#### ИСТОЧНИК
-----

Литература как жизнь. Том II — страница 40 из 155

Движение наших умов в обратную сторону началось во второй половине 50-х годов – не раньше. Плыли мы по течению. Если я назову действительно шедших против течения, скажем, Владимира Рогова или своего друга Бубу, это вызовет недоумение. Кто знает о них? Признаком непротивления обычно служит публичный протест, сопротивление поверхностное, зато заметное, вариант конформизма, конформизма наоборот в обертке новаторства и бунта. В самом деле против движутся люди другого времени, а среди нас в большинстве таких не было. Литературная слабость произведений, некогда нас потрясших и перевернувших наше сознание, говорит о состоянии наших умов, находившихся в дормантном состоянии.

-----

#### ДАННЫЕ
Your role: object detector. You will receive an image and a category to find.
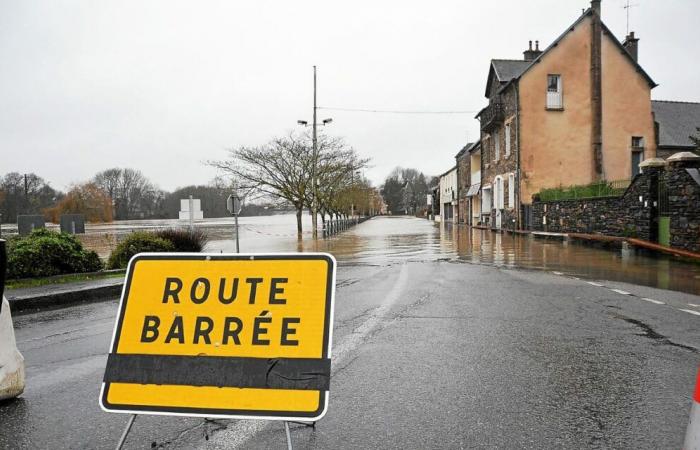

-----

#### ЗАДАНИЯ
(1) Переведите на английский язык предложение из источника: «Движение наших умов в обратную сторону началось во второй половине 50-х годов – не раньше.»
(2) Когда, согласно источнику, началось движение умов в обратную сторону?
(3) Согласуются ли с источником эти утверждения? (a) Владимир Рогов назван среди тех, кто действительно шел против течения. (b) Среди «нас» большинство составляли люди, движущиеся против. (c) Публичный протест назван признаком непротивления.

#### ОТВЕТЫ К ЗАДАНИЯМ
(1) The movement of our minds in the opposite direction began in the second half of the 1950s, and not earlier.

(2) Во второй половине 50-х годов.

(3)
(a) Да: «Если я назову действительно шедших против течения, скажем, Владимира Рогова или своего друга Бубу».
(b) Нет: «а среди нас в большинстве таких не было».
(c) Да: «Признаком непротивления обычно служит публичный протест».